PROBLEMS TO WORK ON:
A) In the forum thread on rattling, which state is the first poster traveling to for the whitetail hunt?
B) Continue the forum thread on rattling from the point where it stops.

DOCUMENT TEXT:
# rattling



## coyotekiller3006 (Jan 3, 2006)

well im goin to idaho to hunt whitetails this weekend. i heard from someone over there that the rut is just startin to pick up and i was wonderin if i could try and rattle. i have never done it before and was wondering if anybody could give me some tips like calling, setups and how long to rattle? any information would be appreciated!! I am also including some pics of my washington mulie, this is my 7th deer, all mule deer. so whitetail hunting is new to me!!!

[siteimg]5454[/siteimg]

[siteimg]5456[/siteimg]


----------



## coyotekiller3006 (Jan 3, 2006)

thanks for all the help!!! so nobody knows anything about rattling


----------



## bowhuntin06 (Sep 11, 2006)

http://www.nodakoutdoors.com/forums/vie ... hp?t=30115


----------



## gtbuck (Sep 14, 2006)

Most of the time the deer will circle down wind. pound the ground with the horns and throw in some grunt calls. It can be deadly.


----------



## Bison_Trax (Nov 7, 2006)

Sorry, I may have found this thread a little too late, but I still want to comment on the effectiveness of rattling.... Don't worry too much about screwing up. If you rattle during the thick part of the rut, it doesn't matter how you do it. Yeah the stomping and grunting helps sometimes but I have had great success on simply rolling a rattle bag between my hands for a good minute and then just sit, watch and wait. Just this weekend I drew in 5 curious bucks within a matter of a couple of minutes. I even drew in a dumb 3x3 while I was standing in the middle of a harvested corn field. I simply rattled and he came a trottin' within 30 yards. Then I blew my grunt call and he stopped, stared for a second and then ran off. I've even got lucky one time while I was simply breaking branches to clear a shooting lane; my nice 5x5 came trotting right up all realy to fight the noise. Good luck.

Rows from an object pointing dataset:
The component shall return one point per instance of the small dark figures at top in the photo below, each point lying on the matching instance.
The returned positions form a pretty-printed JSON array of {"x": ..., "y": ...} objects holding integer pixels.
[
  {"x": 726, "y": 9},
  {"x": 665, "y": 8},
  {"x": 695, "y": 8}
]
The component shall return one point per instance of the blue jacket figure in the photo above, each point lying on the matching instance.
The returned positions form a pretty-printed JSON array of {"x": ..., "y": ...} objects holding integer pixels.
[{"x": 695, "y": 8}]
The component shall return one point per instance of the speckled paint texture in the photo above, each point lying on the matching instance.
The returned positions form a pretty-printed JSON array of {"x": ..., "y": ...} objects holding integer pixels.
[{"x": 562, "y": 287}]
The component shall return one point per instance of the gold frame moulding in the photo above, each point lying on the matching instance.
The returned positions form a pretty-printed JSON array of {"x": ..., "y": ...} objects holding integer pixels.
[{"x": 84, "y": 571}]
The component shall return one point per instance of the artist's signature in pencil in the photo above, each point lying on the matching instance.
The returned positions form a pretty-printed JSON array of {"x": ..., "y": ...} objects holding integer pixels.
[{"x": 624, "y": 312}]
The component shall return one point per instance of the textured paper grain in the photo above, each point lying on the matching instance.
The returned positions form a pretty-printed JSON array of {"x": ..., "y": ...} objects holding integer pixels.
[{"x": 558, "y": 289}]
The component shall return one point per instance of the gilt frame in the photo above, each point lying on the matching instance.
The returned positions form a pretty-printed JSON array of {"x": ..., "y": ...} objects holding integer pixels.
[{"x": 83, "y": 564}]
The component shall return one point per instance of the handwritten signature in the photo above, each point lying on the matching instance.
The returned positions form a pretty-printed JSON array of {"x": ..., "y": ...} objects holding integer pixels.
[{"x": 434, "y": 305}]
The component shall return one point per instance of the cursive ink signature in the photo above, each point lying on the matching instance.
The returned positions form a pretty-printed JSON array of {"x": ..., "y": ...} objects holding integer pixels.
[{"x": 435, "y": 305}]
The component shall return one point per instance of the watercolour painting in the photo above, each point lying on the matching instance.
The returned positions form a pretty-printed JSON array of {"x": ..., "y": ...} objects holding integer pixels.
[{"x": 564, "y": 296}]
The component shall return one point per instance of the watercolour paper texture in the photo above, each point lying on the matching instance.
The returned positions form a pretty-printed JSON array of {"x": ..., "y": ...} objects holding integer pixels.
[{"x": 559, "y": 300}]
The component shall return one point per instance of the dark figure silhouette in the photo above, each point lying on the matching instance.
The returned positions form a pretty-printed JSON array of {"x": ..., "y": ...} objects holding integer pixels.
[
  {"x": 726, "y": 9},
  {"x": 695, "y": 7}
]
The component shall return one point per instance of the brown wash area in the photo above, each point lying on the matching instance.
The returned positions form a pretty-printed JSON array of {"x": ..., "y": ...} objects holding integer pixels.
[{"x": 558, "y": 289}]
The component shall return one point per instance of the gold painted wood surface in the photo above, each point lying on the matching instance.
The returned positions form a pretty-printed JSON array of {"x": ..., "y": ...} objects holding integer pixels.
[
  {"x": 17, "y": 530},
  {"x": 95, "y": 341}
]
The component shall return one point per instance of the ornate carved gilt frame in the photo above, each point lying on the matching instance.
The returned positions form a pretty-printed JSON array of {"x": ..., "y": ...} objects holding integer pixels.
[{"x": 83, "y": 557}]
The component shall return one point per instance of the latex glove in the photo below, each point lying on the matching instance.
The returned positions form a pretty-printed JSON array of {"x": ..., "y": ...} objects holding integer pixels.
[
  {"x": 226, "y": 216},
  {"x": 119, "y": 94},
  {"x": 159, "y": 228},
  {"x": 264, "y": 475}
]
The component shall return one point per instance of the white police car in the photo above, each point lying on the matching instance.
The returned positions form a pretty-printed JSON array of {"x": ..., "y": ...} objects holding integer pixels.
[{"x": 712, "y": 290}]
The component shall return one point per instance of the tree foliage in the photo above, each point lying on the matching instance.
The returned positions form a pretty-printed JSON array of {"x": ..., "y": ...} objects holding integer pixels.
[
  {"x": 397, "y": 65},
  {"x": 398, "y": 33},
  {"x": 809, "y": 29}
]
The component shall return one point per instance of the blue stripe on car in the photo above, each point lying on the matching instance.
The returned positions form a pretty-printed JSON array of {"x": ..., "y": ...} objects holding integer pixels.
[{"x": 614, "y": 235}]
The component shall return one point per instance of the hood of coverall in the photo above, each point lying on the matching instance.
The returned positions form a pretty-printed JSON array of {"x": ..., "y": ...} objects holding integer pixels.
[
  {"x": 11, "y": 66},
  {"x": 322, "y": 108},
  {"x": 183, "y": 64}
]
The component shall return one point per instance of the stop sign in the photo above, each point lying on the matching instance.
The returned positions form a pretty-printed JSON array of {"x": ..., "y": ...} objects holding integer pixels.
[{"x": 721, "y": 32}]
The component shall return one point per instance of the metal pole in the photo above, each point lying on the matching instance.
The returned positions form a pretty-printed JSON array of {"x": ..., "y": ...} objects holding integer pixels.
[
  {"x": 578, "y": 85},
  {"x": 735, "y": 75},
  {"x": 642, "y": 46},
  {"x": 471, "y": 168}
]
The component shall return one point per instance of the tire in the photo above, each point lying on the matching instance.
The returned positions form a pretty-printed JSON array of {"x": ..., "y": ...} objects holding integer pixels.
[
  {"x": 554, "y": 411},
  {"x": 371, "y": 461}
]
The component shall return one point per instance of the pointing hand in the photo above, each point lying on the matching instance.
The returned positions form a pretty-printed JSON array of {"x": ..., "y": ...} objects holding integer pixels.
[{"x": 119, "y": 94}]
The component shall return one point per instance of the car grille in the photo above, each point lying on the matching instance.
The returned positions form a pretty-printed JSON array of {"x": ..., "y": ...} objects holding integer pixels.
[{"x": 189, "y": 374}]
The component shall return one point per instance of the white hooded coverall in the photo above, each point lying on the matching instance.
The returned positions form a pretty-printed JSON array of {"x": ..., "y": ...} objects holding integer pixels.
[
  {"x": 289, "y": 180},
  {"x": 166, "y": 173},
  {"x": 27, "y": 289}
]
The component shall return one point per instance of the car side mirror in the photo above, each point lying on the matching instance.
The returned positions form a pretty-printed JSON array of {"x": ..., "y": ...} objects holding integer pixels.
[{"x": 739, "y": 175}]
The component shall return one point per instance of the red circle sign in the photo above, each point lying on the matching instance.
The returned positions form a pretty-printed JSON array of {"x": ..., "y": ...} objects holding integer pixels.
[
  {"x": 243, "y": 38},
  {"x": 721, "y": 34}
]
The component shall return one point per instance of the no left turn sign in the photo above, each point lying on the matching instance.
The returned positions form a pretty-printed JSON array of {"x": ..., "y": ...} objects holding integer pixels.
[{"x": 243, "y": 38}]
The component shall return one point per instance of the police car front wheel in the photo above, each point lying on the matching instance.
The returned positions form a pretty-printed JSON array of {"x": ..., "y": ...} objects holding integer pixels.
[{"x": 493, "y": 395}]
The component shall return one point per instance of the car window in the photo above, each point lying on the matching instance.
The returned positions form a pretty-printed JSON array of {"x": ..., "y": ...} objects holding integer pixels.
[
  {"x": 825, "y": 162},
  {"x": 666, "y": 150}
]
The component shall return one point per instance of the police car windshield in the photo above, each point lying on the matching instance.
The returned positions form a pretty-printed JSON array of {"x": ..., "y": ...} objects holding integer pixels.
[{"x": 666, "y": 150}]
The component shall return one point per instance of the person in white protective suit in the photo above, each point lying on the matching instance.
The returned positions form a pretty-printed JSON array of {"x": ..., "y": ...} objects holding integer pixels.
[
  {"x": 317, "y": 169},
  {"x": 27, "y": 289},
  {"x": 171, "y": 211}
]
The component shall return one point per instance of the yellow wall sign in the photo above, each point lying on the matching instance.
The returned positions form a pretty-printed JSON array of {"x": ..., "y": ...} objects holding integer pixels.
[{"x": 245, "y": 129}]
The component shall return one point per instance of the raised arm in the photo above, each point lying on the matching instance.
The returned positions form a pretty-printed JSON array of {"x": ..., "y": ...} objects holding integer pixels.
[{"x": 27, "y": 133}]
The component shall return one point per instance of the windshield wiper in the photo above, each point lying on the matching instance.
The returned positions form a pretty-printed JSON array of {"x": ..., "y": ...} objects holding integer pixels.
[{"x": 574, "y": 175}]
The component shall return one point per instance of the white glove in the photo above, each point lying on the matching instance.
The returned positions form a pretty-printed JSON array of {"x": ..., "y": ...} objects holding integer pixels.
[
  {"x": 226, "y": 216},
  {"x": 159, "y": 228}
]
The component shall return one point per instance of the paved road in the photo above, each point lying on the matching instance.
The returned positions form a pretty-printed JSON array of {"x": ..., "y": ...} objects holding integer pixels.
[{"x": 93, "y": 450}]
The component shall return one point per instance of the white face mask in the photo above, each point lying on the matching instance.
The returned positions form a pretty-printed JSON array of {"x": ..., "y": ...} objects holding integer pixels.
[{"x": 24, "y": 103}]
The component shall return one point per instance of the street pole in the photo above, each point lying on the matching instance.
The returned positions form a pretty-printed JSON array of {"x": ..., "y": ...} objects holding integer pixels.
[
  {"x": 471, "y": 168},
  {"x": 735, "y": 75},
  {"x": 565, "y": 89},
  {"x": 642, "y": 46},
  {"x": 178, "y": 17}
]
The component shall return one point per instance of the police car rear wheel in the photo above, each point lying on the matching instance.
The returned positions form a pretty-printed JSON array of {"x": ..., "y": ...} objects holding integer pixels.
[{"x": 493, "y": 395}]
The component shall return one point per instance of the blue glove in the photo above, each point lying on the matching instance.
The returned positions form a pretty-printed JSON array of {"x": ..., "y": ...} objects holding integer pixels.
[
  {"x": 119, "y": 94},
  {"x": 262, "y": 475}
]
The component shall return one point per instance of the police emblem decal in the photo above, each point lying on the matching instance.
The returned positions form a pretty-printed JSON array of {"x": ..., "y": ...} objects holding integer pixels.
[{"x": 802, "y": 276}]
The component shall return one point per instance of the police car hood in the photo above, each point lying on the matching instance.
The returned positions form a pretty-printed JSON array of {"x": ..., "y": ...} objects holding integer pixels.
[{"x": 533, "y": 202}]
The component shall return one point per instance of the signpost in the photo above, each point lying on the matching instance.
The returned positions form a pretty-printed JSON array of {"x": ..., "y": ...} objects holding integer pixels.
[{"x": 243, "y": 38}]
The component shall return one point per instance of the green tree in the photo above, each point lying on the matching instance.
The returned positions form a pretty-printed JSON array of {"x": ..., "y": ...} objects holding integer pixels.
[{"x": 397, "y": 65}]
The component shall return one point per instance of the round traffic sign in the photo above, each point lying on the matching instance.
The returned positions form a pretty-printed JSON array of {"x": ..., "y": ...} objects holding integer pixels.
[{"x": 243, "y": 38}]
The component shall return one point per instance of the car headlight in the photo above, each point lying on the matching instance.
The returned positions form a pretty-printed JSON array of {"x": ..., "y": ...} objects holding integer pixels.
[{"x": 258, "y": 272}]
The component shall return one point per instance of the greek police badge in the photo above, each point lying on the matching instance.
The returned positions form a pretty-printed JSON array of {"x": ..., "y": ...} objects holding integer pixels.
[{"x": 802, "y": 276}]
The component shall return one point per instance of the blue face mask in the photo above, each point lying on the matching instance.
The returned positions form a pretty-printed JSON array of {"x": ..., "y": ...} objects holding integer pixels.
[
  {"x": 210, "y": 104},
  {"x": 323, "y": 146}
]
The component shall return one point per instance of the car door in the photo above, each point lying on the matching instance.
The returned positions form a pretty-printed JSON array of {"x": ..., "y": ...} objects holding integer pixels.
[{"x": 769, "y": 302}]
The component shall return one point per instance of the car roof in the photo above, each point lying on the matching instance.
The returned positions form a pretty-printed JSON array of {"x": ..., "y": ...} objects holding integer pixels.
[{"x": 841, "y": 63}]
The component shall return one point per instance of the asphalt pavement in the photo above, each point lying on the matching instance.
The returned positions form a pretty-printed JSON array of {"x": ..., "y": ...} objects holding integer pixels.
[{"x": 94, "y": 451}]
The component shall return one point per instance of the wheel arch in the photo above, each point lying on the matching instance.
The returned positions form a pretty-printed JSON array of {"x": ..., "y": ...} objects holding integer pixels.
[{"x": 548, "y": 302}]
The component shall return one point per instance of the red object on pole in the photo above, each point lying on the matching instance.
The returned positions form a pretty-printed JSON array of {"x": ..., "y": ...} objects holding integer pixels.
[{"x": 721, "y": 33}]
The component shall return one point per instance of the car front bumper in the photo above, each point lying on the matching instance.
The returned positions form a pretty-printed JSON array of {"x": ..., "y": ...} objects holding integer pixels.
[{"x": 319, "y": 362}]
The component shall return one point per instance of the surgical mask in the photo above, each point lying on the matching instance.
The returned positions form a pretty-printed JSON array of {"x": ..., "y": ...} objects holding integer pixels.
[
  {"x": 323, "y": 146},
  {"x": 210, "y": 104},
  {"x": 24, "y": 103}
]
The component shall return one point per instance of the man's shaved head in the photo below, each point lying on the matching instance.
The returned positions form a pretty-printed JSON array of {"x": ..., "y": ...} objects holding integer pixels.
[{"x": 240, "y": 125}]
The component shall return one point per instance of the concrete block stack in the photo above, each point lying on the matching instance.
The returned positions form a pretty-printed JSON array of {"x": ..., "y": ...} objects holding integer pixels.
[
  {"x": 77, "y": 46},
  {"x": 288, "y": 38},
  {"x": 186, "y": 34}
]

WRITTEN ANSWERS:
A) Idaho

B)
----------



## Estaban (Mar 17, 2006)

I've always found that when I start seeing more and more scrapes and bucks chasing does is when I reach for my REAL ANTLERS (not the synthetic type) and if I am hunting alone I will set up in an area fairly close to the edge of a field or near a river with the wind blowing towards the river or field. The reason behind this is because deer most generally like to circle around and smell what they are hearing and they are less apt to want to walk out in the field or swim in the river. Instead they will either come in straight or from either side. Sometimes they will come charging in, sometimes they come in walking like John Wayne all tough like and sometimes they come in very skittish. At any rate they most generally come in. before I hit the antlers I like to use my grunt snort weeze then grunt and finally commence to rattling, popunding the ground, kicking leaves for about a minute ending with another weeze and grunt.
Hope this helps. :beer:


----------



## Estaban (Mar 17, 2006)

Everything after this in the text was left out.